(Saved data entries)
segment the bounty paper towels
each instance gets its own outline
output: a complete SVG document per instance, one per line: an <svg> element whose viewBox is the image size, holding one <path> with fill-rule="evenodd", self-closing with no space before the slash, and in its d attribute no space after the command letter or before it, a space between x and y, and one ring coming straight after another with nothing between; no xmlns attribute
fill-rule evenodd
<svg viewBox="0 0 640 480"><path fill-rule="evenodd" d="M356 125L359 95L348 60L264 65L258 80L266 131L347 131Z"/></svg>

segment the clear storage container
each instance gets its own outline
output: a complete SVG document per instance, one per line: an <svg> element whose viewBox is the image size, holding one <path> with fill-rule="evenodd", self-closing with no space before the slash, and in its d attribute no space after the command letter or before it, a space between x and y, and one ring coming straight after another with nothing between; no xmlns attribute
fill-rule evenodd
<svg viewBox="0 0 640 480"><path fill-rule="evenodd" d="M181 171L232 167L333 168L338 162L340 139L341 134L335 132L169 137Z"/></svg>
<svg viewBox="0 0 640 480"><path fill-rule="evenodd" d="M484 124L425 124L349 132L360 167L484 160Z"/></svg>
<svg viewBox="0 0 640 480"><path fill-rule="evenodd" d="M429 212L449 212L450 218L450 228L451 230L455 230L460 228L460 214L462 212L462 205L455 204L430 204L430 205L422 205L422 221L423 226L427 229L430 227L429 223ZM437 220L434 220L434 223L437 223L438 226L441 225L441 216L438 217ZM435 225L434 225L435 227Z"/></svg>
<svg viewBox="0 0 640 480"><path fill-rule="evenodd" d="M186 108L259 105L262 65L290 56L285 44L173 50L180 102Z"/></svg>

- Task instructions -
Each entry above is to be copied out exactly.

- Result for this task -
segment the bounty paper towels
each instance gets its own outline
output: a complete SVG document per instance, one per line: an <svg> element whose viewBox is the image size, holding one <path> with fill-rule="evenodd", self-closing with no space before the slash, and in its d attribute no space after the command letter or before it, a space between x and y, and one ring coming straight after another with nothing between; no xmlns attribute
fill-rule evenodd
<svg viewBox="0 0 640 480"><path fill-rule="evenodd" d="M356 125L359 95L348 60L264 65L258 80L266 131L347 131Z"/></svg>

segment the clear storage container
each instance gets its own outline
output: a complete SVG document per instance, one per line: an <svg> element whose viewBox is the image size, holding one <path> with fill-rule="evenodd", self-closing with no space before the slash, and in its d attribute no space after the command letter or before it, a space between x and y, and one ring coming straight after another with nothing between; no xmlns attribute
fill-rule evenodd
<svg viewBox="0 0 640 480"><path fill-rule="evenodd" d="M181 171L232 167L333 168L338 162L340 139L341 134L335 132L169 137Z"/></svg>
<svg viewBox="0 0 640 480"><path fill-rule="evenodd" d="M484 124L425 124L349 132L360 167L484 160Z"/></svg>
<svg viewBox="0 0 640 480"><path fill-rule="evenodd" d="M429 212L449 212L450 218L450 228L451 230L455 230L460 228L460 214L462 212L462 205L455 204L430 204L430 205L422 205L422 221L423 226L427 229L430 227L429 223ZM437 220L434 220L434 223L437 223L438 226L441 225L441 216L438 217ZM435 225L434 225L435 227Z"/></svg>
<svg viewBox="0 0 640 480"><path fill-rule="evenodd" d="M186 108L259 105L262 65L290 56L285 44L173 50L180 102Z"/></svg>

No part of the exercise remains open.